## What is needed
Please print the data shown below without any alteration.

## Source data
[Start of Attachment]

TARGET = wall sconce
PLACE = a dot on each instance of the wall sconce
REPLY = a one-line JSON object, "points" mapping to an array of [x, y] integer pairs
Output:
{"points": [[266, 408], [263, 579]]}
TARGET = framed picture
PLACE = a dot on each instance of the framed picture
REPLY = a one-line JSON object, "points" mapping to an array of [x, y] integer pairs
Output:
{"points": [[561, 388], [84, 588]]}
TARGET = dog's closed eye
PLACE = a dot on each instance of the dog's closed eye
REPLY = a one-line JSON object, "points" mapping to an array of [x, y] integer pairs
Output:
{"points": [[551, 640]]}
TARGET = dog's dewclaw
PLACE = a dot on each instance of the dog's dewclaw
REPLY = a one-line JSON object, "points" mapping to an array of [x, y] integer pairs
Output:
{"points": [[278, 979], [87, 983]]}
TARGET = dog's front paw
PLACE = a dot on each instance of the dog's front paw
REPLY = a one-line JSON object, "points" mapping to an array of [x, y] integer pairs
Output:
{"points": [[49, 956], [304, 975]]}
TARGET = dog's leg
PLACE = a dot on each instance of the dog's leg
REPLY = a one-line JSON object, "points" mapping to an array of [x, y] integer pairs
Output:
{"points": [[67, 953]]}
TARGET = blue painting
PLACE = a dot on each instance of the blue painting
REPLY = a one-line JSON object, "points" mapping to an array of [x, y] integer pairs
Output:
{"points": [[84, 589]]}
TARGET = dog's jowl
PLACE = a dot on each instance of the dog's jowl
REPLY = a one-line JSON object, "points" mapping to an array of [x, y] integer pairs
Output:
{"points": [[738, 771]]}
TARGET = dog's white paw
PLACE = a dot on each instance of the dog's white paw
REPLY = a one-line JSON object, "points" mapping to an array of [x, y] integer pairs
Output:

[End of Attachment]

## Task solution
TARGET = wall sconce
PLACE = a dot on each instance of the wall sconce
REPLY = a one-line JSON object, "points" mapping to an array of [x, y] integer pairs
Output:
{"points": [[266, 408], [263, 579]]}
TARGET = framed picture
PLACE = a dot on each instance of the framed picture
REPLY = a one-line JSON object, "points" mapping to an array of [x, y] integer pairs
Output:
{"points": [[561, 388], [84, 588]]}
TARGET = dog's closed eye
PLACE = a dot on each instance of the dog's closed eye
REPLY = a one-line JSON object, "points" mapping to an array of [x, y] integer pairs
Output:
{"points": [[551, 640]]}
TARGET = dog's dewclaw
PLACE = a dot on each instance of the dog's dewclaw
REPLY = a one-line JSON object, "points" mapping to an array of [x, y] integer pairs
Output:
{"points": [[278, 979], [87, 983]]}
TARGET = dog's front paw
PLACE = a dot on each instance of the dog's front paw
REPLY = a one-line JSON object, "points" mapping to an array of [x, y] integer pairs
Output:
{"points": [[49, 956], [304, 975]]}
TARGET = dog's leg
PLACE = a dot on each instance of the dog's leg
REPLY = a one-line JSON object, "points" mapping to an array of [x, y] integer pairs
Output:
{"points": [[67, 953]]}
TARGET = blue painting
PLACE = a dot on each instance of the blue painting
REPLY = a one-line JSON object, "points" mapping to an array of [x, y] integer pairs
Output:
{"points": [[84, 589]]}
TARGET = dog's jowl
PLACE = a dot on each instance of the dog's jowl
REPLY = a one-line JSON object, "points" mapping to an array of [x, y] integer pairs
Output:
{"points": [[738, 771]]}
TARGET = dog's white paw
PLACE = a dot on each instance of the dog's white paw
REPLY = a one-line JSON object, "points" mapping to an array of [x, y] integer pairs
Output:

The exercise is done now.